___ Reading passage ___

I'm writing some code for a very limited system where the mod operator is very slow. In my code a modulo needs to be used about 180 times per second and I figured that removing it as much as possible would significantly increase the speed of my code, as of now one cycle of my mainloop does not run in 1/60 of a second as it should. I was wondering if it was possible to re-implement the modulo using only bit shifts like is possible with multiplication and division. So here is my code so far in c++ (if i can perform a modulo using assembly it would be even better). How can I remove the modulo without using division or multiplication?
while(input > 0)
{
out = (out << 3) + (out << 1);
out += input % 10;
input = (input >> 8) + (input >> 1);
}
EDIT: Actually I realized that I need to do it way more than 180 times per second. Seeing as the value of input can be a very large number up to 40 digits.
What you can do with simple bitwise operations is taking a power-of-two modulo(divisor) of the value(dividend) by AND'ing it with divisor-1. A few examples:
unsigned int val = 123; // initial value
unsigned int rem;
rem = val & 0x3; // remainder after value is divided by 4.
// Equivalent to 'val % 4'
rem = val % 5; // remainder after value is divided by 5.
// Because 5 isn't power of two, we can't simply AND it with 5-1(=4).

___ Raw records ___

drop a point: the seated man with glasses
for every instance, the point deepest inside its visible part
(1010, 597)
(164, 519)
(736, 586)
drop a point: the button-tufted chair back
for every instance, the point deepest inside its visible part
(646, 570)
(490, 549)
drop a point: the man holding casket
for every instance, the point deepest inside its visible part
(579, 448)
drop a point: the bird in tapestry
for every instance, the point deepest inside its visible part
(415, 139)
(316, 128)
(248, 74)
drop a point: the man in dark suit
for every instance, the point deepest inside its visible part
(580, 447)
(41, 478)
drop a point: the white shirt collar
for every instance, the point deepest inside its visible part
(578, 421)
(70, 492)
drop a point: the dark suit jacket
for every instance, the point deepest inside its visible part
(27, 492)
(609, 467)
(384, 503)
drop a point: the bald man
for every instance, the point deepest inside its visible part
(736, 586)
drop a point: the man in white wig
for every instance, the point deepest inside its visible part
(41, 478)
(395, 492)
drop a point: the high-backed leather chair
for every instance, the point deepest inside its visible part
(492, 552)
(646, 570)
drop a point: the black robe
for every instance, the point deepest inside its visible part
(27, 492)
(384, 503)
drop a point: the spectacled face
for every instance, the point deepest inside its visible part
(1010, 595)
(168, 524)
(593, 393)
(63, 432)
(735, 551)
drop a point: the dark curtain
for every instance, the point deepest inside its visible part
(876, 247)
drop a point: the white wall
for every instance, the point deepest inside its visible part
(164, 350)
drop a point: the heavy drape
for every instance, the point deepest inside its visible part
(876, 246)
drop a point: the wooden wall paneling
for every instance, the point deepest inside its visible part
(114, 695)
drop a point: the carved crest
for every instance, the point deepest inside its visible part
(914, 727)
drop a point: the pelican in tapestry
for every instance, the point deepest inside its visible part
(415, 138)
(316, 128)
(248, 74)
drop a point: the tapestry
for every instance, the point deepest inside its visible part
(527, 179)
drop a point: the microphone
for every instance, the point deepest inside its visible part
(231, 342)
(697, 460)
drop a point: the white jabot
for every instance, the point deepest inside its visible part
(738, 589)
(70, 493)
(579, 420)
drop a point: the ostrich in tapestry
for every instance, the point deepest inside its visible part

___

• Brief: According to the modulo thread, what bitwise operation gives a value's remainder when the divisor is a power of two? The entries are separate material from the thread about replacing the modulo operator.

• Answer to this problem: AND'ing the value with the divisor minus 1.